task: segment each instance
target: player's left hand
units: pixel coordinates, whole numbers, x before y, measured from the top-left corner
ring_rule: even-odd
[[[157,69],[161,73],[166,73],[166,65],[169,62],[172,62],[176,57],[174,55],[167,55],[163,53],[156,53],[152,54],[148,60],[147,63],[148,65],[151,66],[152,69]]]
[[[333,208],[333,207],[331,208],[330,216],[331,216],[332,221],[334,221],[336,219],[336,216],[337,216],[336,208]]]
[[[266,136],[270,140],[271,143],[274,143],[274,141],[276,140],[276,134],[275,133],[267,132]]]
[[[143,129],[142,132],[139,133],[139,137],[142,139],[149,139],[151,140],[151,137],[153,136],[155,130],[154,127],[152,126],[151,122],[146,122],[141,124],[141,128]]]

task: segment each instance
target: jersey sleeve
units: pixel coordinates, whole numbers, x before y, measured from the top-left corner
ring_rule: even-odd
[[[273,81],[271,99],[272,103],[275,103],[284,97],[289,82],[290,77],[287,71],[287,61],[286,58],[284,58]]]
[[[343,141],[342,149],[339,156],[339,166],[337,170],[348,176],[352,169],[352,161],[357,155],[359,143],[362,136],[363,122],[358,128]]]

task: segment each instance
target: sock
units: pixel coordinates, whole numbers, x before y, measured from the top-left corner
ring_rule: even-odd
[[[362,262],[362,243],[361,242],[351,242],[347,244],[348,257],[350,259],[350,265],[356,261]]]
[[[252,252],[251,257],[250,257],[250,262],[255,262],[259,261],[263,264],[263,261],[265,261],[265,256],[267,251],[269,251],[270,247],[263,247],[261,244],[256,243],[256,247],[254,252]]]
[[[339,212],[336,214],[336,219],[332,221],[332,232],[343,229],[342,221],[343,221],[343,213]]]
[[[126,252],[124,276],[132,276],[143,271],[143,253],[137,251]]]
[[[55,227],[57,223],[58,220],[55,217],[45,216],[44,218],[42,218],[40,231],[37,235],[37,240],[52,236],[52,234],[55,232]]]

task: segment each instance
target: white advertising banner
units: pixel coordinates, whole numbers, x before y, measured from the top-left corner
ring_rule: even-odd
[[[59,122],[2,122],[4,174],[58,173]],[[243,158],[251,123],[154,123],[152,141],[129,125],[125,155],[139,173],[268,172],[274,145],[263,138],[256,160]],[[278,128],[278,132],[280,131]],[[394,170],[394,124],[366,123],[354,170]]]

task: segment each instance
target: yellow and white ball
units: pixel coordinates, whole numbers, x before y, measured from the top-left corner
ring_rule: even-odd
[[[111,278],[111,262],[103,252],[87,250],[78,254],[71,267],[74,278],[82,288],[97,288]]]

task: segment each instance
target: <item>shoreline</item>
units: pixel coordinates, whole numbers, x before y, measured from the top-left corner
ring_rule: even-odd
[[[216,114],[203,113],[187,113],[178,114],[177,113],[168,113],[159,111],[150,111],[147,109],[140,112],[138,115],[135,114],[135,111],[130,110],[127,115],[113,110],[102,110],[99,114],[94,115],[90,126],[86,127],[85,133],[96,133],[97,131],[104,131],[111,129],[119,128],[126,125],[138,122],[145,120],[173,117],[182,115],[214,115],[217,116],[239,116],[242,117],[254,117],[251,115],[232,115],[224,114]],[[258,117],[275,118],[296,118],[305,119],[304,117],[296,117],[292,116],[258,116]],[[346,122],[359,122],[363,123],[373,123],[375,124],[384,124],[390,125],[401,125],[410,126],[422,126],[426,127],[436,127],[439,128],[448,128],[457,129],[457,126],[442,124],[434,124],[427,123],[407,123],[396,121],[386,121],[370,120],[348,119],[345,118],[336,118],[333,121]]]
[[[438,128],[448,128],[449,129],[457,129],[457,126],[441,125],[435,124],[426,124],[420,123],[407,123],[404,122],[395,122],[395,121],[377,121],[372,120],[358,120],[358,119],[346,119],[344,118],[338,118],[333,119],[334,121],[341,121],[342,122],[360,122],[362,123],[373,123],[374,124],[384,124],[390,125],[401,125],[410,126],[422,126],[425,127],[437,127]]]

◆ ◆ ◆ ◆ ◆ ◆ ◆

§ PROBLEM STATEMENT
Write every record out again, unaltered.

§ RESULT OF THE TASK
task: segment each instance
target: player's left hand
units: pixel coordinates, whole numbers, x before y, measured from the top-left corner
ring_rule: even-odd
[[[157,69],[161,73],[166,73],[166,65],[169,62],[172,62],[176,57],[174,55],[167,55],[163,53],[156,53],[152,54],[148,60],[147,63],[148,65],[151,66],[152,69]]]
[[[333,208],[333,207],[331,208],[330,216],[331,216],[332,221],[334,221],[336,219],[336,216],[337,216],[336,208]]]
[[[266,136],[270,140],[271,143],[274,143],[274,141],[276,140],[276,134],[275,133],[267,132]]]
[[[143,129],[142,132],[139,133],[139,137],[142,139],[149,139],[151,140],[151,137],[153,136],[155,130],[154,127],[152,126],[151,122],[146,122],[141,124],[141,128]]]

task: segment each instance
target: jersey sleeve
units: pixel coordinates, whole numbers, x before y, measured from the top-left corner
ring_rule: even-odd
[[[273,81],[271,99],[272,103],[275,103],[284,97],[289,82],[290,77],[287,71],[287,61],[286,58],[284,58]]]
[[[343,141],[342,149],[339,156],[339,166],[337,170],[348,176],[352,169],[352,161],[357,155],[359,143],[362,136],[363,122],[358,128]]]

task: segment each instance
target: sock
units: pixel coordinates, whole numbers, x before y, measured from the top-left corner
ring_rule: even-odd
[[[362,262],[362,243],[361,242],[351,242],[347,244],[348,257],[350,259],[350,265],[356,261]]]
[[[252,252],[251,257],[250,257],[250,262],[255,262],[259,261],[263,264],[263,261],[265,261],[265,256],[267,251],[269,251],[270,247],[263,247],[261,244],[256,243],[256,247],[254,252]]]
[[[339,212],[336,214],[336,219],[332,221],[332,232],[343,229],[342,221],[343,221],[343,213]]]
[[[126,252],[124,276],[132,276],[143,271],[143,253],[137,251]]]
[[[55,227],[57,223],[58,220],[55,217],[45,216],[44,218],[42,218],[40,231],[37,235],[37,240],[52,236],[52,234],[55,232]]]

task: segment each instance
target: white advertising banner
units: pixel coordinates, whole numbers, x before y, measured from the top-left corner
ring_rule: even-odd
[[[59,122],[2,122],[4,174],[58,173]],[[243,158],[251,123],[154,123],[152,141],[129,125],[125,155],[139,173],[268,172],[274,145],[263,138],[256,160]],[[278,128],[278,132],[280,131]],[[394,170],[394,124],[366,123],[354,170]]]

task: segment each instance
target: yellow and white ball
units: pixel coordinates, whole numbers, x before y, measured from the top-left corner
ring_rule: even-odd
[[[111,278],[111,262],[103,252],[87,250],[78,254],[71,267],[74,278],[82,288],[97,288]]]

task: segment each instance
target: <item>shoreline</item>
units: pixel coordinates, whole numbers, x before y, measured from the top-left corner
ring_rule: even-odd
[[[216,114],[203,113],[187,113],[178,114],[177,113],[168,113],[159,111],[150,111],[147,109],[140,112],[138,115],[135,114],[135,111],[130,110],[127,115],[113,110],[102,110],[99,114],[94,115],[90,126],[86,127],[85,133],[96,133],[97,131],[104,131],[111,129],[119,128],[126,125],[138,122],[145,120],[173,117],[182,115],[214,115],[217,116],[239,116],[242,117],[254,117],[251,115],[232,115],[224,114]],[[258,117],[275,118],[296,118],[305,119],[304,117],[296,117],[292,116],[258,116]],[[346,122],[359,122],[363,123],[373,123],[375,124],[384,124],[390,125],[401,125],[410,126],[422,126],[426,127],[436,127],[439,128],[448,128],[457,129],[457,126],[442,124],[434,124],[427,123],[407,123],[396,121],[386,121],[370,120],[348,119],[345,118],[336,118],[333,121]]]
[[[438,128],[448,128],[449,129],[457,129],[457,126],[441,125],[435,124],[426,124],[420,123],[407,123],[404,122],[395,122],[395,121],[377,121],[372,120],[358,120],[358,119],[346,119],[344,118],[338,118],[333,119],[334,121],[341,121],[342,122],[360,122],[362,123],[373,123],[374,124],[384,124],[390,125],[401,125],[410,126],[422,126],[425,127],[437,127]]]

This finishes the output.